Brief:
Could you reproduce the lines below from the one with "Target: blue painted panel" through the one with "the red triangle"? Keep both ends and add nothing.

Entries shown:
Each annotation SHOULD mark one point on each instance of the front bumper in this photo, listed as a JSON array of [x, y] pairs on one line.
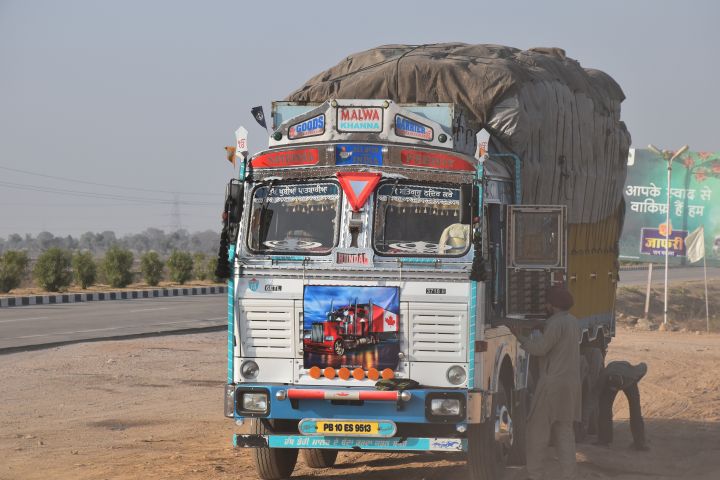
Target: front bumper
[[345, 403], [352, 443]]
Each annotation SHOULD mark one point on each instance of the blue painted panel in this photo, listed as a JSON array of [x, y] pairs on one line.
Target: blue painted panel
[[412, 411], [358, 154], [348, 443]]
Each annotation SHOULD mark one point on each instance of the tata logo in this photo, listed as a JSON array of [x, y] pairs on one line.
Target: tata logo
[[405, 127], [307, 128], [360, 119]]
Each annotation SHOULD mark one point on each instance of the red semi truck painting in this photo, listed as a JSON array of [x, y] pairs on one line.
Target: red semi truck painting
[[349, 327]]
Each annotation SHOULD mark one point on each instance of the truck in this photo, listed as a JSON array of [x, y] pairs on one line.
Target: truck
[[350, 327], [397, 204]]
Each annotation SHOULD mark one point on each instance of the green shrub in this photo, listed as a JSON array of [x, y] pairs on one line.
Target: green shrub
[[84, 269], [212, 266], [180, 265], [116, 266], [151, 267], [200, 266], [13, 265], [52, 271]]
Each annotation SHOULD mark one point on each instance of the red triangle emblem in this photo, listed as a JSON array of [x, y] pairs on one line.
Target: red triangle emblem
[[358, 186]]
* * *
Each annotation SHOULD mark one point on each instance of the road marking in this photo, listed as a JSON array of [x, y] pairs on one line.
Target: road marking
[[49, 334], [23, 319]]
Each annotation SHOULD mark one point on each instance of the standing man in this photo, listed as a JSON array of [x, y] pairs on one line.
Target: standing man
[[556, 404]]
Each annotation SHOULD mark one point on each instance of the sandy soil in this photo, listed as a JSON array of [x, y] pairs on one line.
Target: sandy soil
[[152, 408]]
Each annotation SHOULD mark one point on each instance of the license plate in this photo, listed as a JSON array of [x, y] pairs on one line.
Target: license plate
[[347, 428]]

Exercise result:
Target: blue painted panel
[[412, 411], [358, 154], [348, 443]]
Each annotation SHOULD mark one point on each instance of the tata logo in this photo, listed as a JSON array of [x, y] pairs on one line.
Target: tata logo
[[405, 127], [307, 128], [360, 119]]
Each annotation SHOULD mark one point on each instance of the red semi truck painting in this photo, listed as a JSON array of [x, y] pairs on one line.
Target: red semi truck painting
[[349, 327]]
Each annotation SHOULD mark one point on each instance of the truck in this photo, listed as a JSON array of [x, y] pairs on one line.
Target: truck
[[350, 327], [397, 204]]
Each annotation SHOULD mark one point on each instance of the green shrub in this photo, listed as a JSON array of [x, y] pairs on one line.
Target: green shrub
[[84, 269], [212, 266], [180, 265], [116, 266], [151, 267], [200, 266], [13, 265], [52, 271]]
Each annotation SHOULD mark one point on each instance of the red triangle emblem in this photo, listed as a JSON array of [x, y] pairs on one line.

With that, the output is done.